What is asked ->
From the lines below, copy out every one that contains the word "water".

BEGIN Task data

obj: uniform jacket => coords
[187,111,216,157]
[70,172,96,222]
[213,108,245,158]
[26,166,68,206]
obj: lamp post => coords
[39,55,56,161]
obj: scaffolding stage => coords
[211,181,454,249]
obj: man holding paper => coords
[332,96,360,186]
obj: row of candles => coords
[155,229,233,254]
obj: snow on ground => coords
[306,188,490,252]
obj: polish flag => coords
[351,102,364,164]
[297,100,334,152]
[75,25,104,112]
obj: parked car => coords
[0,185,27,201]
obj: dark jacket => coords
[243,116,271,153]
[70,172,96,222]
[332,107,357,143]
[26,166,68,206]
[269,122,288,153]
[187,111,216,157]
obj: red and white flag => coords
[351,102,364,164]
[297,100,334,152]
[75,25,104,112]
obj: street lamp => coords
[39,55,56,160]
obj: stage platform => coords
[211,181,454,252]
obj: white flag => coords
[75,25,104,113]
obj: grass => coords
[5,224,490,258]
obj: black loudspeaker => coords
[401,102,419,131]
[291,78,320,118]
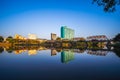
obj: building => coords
[73,37,85,41]
[28,34,37,39]
[61,50,74,63]
[87,35,108,41]
[14,34,26,39]
[51,33,57,40]
[51,49,57,56]
[61,26,74,40]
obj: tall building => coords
[28,34,37,39]
[61,26,74,40]
[14,34,26,39]
[61,50,74,63]
[51,33,57,40]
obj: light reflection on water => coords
[0,48,120,80]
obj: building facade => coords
[61,26,74,40]
[28,34,37,39]
[87,35,108,41]
[51,33,57,40]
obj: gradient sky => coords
[0,0,120,39]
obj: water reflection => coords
[0,46,120,63]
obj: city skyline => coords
[0,0,120,39]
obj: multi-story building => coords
[14,34,26,39]
[28,34,37,39]
[61,26,74,40]
[51,33,57,40]
[87,35,108,41]
[73,37,85,41]
[61,50,74,63]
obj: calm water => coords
[0,49,120,80]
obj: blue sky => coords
[0,0,120,39]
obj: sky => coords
[0,0,120,39]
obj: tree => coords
[56,37,61,41]
[0,36,4,42]
[0,47,4,53]
[113,33,120,42]
[6,36,13,43]
[93,0,120,12]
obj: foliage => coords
[113,33,120,42]
[0,36,4,42]
[93,0,120,12]
[6,36,13,43]
[56,37,61,41]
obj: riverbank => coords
[0,43,11,47]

END Task data

Result for this task ->
obj: light reflection on water => coords
obj: water reflection => coords
obj: calm water => coords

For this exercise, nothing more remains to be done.